Data for this exercise ::
::::::::

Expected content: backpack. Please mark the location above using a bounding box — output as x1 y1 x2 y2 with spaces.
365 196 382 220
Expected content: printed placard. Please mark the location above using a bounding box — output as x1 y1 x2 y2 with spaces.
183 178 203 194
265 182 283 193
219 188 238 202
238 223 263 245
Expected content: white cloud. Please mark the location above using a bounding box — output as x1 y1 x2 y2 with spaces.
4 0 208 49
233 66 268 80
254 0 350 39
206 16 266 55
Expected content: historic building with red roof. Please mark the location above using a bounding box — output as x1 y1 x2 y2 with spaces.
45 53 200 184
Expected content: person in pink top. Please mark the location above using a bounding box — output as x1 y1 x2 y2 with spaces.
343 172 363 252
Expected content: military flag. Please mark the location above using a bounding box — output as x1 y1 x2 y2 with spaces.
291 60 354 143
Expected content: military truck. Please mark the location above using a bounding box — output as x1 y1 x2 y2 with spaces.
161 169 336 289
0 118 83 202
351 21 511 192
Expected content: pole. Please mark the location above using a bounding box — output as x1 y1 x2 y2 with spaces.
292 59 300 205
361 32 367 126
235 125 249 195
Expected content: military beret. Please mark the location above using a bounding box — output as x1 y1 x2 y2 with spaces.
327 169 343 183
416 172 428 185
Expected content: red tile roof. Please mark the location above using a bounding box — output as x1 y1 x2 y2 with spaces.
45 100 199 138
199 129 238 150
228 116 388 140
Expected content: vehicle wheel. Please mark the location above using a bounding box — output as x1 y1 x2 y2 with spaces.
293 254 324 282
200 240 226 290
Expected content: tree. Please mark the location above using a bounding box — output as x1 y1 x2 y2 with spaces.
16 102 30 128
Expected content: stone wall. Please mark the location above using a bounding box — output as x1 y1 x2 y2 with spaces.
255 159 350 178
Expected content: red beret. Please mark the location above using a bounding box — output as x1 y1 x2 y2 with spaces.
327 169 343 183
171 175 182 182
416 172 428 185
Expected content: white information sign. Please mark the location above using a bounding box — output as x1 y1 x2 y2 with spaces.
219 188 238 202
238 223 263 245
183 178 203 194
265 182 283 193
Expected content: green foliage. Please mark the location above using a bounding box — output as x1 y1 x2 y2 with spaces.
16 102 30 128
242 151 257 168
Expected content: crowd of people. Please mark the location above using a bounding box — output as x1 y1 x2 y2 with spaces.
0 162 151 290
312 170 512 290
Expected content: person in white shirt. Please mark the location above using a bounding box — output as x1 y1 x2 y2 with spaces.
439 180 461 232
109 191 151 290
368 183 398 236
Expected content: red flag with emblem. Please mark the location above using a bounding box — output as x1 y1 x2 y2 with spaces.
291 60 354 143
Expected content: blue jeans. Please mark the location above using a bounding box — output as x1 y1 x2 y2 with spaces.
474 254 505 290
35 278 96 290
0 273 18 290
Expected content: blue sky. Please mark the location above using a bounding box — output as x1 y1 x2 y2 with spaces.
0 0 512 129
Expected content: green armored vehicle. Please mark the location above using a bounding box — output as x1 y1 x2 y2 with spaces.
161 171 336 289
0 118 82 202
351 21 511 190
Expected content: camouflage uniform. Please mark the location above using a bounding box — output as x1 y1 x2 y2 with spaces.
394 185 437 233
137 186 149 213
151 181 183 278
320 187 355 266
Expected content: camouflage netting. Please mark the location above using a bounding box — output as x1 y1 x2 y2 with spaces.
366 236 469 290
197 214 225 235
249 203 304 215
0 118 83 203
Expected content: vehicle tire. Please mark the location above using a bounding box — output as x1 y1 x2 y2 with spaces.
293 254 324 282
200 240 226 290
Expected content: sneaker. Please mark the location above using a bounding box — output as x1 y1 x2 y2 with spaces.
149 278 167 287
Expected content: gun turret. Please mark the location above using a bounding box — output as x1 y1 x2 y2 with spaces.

::::::::

Directions :: Could you rescale the rows that start at the one containing "Expected content: crowd" and stop after the one containing "368 183 398 236"? Reproduce only those rows, requests included, with every bounding-box coordinate multiplied by 1.55 and rounded to a whole number, halves rounding up.

Result for this task ::
Expected content: crowd of people. Please mark the location above using a bounding box — output as x1 y1 x2 y2 with spaces.
0 251 234 450
484 264 794 450
Expected content: person in white shirt. Please mark the location above using a bounding box — output as x1 y1 x2 y2 with spaces.
680 279 715 360
169 296 234 450
570 284 617 366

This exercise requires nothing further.